→ Activity: Set down every record below exactly as written.

· · · ·

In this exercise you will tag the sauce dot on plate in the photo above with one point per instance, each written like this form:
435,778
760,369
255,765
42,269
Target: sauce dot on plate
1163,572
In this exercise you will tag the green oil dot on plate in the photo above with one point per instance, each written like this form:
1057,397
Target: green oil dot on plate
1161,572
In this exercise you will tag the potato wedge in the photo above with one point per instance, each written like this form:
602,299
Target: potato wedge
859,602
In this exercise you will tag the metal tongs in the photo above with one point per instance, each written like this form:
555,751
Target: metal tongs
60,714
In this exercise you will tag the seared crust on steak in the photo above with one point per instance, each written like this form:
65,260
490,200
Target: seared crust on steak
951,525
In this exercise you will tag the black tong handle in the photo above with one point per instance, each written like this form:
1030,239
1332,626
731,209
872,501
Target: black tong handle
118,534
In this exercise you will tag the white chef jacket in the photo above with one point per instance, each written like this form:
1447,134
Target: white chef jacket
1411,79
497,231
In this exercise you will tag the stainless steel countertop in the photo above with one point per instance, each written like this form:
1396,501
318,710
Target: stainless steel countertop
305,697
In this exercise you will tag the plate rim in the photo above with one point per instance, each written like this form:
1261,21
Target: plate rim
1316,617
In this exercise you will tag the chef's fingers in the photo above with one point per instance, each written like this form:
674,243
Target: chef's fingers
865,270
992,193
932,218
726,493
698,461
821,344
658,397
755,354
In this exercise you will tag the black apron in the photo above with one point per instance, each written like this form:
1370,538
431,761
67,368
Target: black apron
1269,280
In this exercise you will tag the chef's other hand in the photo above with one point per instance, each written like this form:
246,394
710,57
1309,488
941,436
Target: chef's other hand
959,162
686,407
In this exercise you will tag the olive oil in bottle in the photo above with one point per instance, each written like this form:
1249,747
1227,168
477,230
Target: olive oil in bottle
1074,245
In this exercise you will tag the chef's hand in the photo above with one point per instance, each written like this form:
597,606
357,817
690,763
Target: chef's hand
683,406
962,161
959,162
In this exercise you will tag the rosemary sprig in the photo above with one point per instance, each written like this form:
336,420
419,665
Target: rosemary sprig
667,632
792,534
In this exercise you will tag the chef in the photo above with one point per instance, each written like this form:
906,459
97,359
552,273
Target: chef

· · · ·

→ Result of the exercise:
In this exercise you will tag the sauce dot on plate in the photo above with one point per instance, each written like this form:
435,778
760,369
255,765
42,269
Target: sauce dot on plate
1163,572
In this exercise you will tag the green oil dot on plate in the photo above with one point per instance, each written like this form:
1057,397
Target: green oil dot on plate
1161,572
In this exercise you will tag the potato wedge in the photo above with one point per instance, each written like this form:
602,299
Target: potato wedge
859,602
In this exercise you will tag the metal tongs in the photo above with one point per instance, each written like this form:
555,751
Target: metal tongs
60,714
In this exercise you will tag the seared crust on steak in the photo above with one point per instance, each written like this form:
65,260
490,200
Target: seared crust on steak
951,525
In this exercise you will tag the black tong handle in the photo above with one point per instance, each written like this form:
1030,239
1332,626
731,209
872,501
Target: black tong handle
118,534
In this exercise you will tag the white chef jacket in the photo above with one point per instance, each written like this form:
1447,134
Target: white chef jacket
1411,79
497,231
In this exercise you will tag the stainless steel countertop in the photo above with one point per instance, each written like this form:
1396,501
318,710
Target: stainless steel countertop
305,697
In this exercise you will tag the plate rim in the photo above with one point per instance, each written like this form:
1261,21
Target: plate rim
1316,617
In this exercise you will tag the chef's fingers in the photo above with one point per instance, each written like this form:
674,243
Target: chef's fingers
865,270
992,193
932,218
726,493
698,461
821,344
658,397
755,354
In this exercise you will tag the black apron in the photo above with one point per instance, each written like this form:
1370,538
431,761
67,368
Target: black apron
1269,280
In this exercise you will tag the chef's other hand in the photo above with one point per instance, each written like this form:
246,394
710,57
1309,488
941,436
Target: chef's other hand
959,162
686,407
In this exercise you will tag the olive oil in bottle in the photo above with one point per instance, each written like this form:
1249,747
1227,168
477,230
Target: olive oil in bottle
1074,245
In this exercise you will tag the chef's hand in the photo above with one point per instance, each written like this form:
597,606
357,817
690,763
Target: chef's hand
683,406
962,161
959,162
In this exercise you will tag the rosemary sprig in the photo above with one point per instance, each written like this form:
336,420
419,665
Target: rosemary sprig
667,632
792,534
In this exercise you will tag the chef in the photo above with one point per instance, each written like this form:
906,459
97,359
552,273
Target: chef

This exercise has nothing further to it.